[Data listing]
⟨

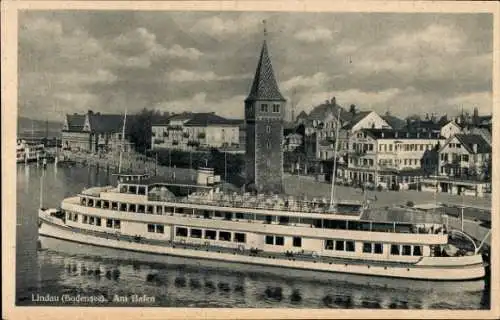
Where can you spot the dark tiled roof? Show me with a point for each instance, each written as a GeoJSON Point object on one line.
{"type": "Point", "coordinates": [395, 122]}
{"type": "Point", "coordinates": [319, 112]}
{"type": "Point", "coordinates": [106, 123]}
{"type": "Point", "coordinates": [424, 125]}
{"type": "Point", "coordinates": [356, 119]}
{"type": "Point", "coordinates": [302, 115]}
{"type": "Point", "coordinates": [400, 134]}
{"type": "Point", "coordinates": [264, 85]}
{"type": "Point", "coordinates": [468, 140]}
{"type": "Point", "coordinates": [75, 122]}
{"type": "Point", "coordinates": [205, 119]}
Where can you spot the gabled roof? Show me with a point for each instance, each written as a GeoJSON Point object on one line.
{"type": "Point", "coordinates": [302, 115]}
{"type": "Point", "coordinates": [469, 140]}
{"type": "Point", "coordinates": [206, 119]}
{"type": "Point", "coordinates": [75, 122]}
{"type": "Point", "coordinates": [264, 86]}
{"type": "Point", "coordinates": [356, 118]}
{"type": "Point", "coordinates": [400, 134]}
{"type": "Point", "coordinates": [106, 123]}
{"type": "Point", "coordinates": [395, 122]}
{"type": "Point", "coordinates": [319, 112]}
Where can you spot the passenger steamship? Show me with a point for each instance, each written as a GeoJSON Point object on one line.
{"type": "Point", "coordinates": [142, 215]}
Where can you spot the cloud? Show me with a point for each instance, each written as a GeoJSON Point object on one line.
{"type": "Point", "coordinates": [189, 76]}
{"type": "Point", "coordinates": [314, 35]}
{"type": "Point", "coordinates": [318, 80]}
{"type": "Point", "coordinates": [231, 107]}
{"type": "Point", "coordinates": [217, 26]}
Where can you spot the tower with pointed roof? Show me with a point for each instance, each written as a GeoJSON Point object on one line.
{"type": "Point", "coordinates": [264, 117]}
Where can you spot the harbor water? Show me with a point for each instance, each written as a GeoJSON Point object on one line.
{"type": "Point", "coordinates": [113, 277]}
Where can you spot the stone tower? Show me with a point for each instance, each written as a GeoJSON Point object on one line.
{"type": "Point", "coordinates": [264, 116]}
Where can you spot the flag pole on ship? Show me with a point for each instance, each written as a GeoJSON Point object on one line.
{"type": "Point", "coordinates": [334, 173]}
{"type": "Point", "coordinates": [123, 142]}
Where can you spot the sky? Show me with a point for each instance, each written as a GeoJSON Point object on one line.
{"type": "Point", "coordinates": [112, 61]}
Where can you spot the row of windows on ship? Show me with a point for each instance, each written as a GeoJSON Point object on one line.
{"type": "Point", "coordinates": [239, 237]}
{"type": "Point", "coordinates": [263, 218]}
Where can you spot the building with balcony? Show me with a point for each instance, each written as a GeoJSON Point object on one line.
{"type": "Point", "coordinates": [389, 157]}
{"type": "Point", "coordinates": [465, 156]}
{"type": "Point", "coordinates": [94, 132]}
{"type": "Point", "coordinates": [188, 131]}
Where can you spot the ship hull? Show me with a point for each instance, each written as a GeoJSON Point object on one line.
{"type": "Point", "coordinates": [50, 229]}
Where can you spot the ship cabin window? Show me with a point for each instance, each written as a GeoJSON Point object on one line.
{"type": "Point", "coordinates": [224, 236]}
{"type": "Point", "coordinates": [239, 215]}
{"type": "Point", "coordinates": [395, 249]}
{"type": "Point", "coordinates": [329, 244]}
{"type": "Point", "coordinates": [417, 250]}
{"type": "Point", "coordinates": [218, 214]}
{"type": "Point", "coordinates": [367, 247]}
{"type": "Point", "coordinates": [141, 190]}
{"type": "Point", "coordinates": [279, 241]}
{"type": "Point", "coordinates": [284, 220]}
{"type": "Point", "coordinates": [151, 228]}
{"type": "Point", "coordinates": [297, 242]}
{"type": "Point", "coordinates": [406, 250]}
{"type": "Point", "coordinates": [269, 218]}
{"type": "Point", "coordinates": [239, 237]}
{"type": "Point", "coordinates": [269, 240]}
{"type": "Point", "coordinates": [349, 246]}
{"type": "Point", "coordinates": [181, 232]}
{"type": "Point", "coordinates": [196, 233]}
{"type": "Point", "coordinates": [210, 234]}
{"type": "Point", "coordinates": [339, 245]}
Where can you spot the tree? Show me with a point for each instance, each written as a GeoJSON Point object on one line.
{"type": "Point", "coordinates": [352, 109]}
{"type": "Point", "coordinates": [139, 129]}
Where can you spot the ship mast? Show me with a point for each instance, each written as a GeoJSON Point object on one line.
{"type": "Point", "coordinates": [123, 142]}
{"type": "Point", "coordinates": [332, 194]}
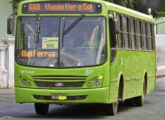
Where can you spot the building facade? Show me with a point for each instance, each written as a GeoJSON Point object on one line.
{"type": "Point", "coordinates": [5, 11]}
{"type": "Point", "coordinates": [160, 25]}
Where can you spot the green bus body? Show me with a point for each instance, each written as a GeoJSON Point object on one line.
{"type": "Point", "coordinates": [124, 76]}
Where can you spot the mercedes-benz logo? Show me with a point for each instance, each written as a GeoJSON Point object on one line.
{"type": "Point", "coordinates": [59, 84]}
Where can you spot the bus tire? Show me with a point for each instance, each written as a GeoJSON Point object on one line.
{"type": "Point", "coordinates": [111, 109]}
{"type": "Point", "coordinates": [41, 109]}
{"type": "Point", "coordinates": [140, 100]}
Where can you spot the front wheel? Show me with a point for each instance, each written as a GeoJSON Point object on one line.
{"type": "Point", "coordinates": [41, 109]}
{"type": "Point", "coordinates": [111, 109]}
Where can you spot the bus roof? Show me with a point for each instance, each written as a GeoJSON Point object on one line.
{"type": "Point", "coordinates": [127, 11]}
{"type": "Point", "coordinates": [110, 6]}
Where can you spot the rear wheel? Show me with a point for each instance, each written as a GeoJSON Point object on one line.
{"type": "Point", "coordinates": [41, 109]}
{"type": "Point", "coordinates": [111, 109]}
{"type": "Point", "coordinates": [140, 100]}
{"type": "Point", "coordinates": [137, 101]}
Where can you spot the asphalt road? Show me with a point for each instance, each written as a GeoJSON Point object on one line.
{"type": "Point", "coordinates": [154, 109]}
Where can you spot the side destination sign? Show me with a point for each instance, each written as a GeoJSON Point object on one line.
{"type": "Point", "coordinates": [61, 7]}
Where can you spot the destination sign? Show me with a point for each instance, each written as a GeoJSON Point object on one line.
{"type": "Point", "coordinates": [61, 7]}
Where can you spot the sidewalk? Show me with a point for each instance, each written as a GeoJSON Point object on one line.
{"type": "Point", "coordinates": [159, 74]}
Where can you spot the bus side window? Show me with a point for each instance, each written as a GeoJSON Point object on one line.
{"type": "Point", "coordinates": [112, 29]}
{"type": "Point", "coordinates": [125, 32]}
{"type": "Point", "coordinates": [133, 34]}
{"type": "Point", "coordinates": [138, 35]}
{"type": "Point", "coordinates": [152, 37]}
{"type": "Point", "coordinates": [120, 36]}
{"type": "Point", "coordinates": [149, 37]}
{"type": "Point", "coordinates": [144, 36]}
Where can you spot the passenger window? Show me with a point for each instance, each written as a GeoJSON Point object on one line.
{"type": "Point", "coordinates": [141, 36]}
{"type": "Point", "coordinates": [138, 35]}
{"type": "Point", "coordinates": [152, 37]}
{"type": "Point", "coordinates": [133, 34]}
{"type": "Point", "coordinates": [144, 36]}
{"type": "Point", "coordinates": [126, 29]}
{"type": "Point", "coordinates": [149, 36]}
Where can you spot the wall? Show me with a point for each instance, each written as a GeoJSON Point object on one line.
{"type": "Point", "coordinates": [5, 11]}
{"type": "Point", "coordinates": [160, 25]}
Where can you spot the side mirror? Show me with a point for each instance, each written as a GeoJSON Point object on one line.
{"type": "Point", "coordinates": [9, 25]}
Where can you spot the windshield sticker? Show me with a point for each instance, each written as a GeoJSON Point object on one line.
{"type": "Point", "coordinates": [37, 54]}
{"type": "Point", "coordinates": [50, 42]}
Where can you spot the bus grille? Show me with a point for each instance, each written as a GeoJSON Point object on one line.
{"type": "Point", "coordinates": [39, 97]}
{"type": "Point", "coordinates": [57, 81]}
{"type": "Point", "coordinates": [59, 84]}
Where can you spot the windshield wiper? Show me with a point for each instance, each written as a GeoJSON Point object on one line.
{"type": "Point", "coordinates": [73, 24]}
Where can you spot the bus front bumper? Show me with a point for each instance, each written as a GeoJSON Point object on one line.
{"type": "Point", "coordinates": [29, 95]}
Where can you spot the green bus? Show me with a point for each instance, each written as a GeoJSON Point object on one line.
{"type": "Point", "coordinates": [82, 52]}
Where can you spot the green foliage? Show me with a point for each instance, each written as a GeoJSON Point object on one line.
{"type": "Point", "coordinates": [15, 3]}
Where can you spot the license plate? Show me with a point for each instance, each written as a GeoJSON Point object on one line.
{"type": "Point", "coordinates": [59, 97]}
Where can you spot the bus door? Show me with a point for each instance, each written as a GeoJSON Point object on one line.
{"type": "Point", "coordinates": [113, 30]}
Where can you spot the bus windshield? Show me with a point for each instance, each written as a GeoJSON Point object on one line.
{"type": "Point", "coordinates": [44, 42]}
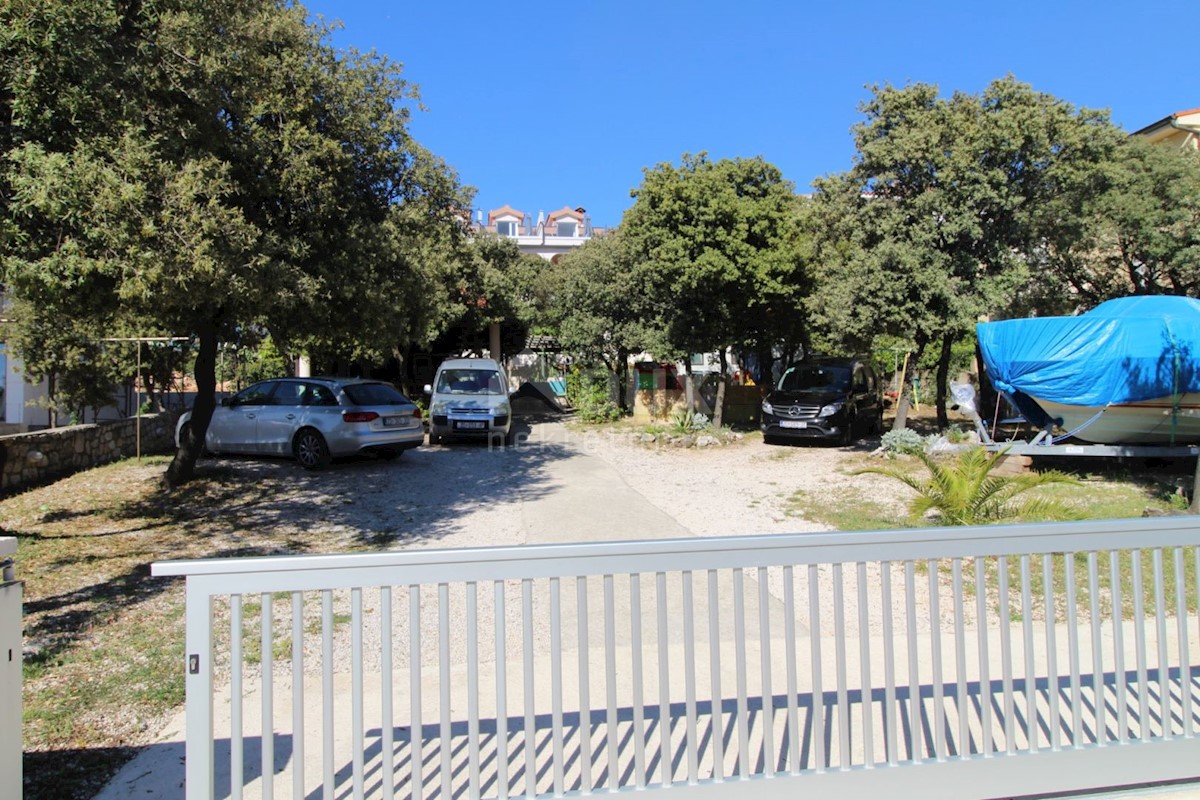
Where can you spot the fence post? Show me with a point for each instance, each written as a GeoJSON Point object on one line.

⟩

_GIVEN EXERCISE:_ Rewrite the material from the line holding "Where can you spot the windshield sticker?" through the end of the material, both included, replacing "windshield" with "windscreen" and keeping everything else the same. Leave the pictures out of your answer.

_ANSWER TO THIS EXERCISE:_
Where can you spot the windscreen sticker? Show me with a point for each instance, each written as a GeoJSON Point object on one line.
{"type": "Point", "coordinates": [37, 54]}
{"type": "Point", "coordinates": [50, 42]}
Where can you spot the bus grille? Show me with a point for each instance, each written as a GeoJSON Point object on one line.
{"type": "Point", "coordinates": [39, 97]}
{"type": "Point", "coordinates": [57, 81]}
{"type": "Point", "coordinates": [59, 84]}
Where can you spot the windscreen wiper? Show me with a point for each instance, each written as a GeoJSON Point object on one line.
{"type": "Point", "coordinates": [73, 24]}
Where can you spot the bus front bumper? Show me with a point for each instance, each written as a GeoJSON Point object on one line.
{"type": "Point", "coordinates": [29, 95]}
Where can you spot the green bus? Show me with a point for each instance, each written as a GeoJSON Point object on one line.
{"type": "Point", "coordinates": [82, 52]}
Where can you spot the green foliage? Show me with a point for each instance, each written as a GeoJSON Point object on one line.
{"type": "Point", "coordinates": [15, 3]}
Where can you spot the license plate? Show me with a point for each instance, each written as a GeoJSON Point object on one line.
{"type": "Point", "coordinates": [59, 97]}
Where can you spot the bus door? Show me with a point for each instance, each written as a GeoJSON Point object on one line.
{"type": "Point", "coordinates": [113, 30]}
Where can you spot the bus windscreen? Show me with a point for each instance, each written as a GeoJSON Point object on one line.
{"type": "Point", "coordinates": [44, 42]}
Where can you spot the fence post? Show me with a point for each instance, each written as a GeoJSON Point object on one line.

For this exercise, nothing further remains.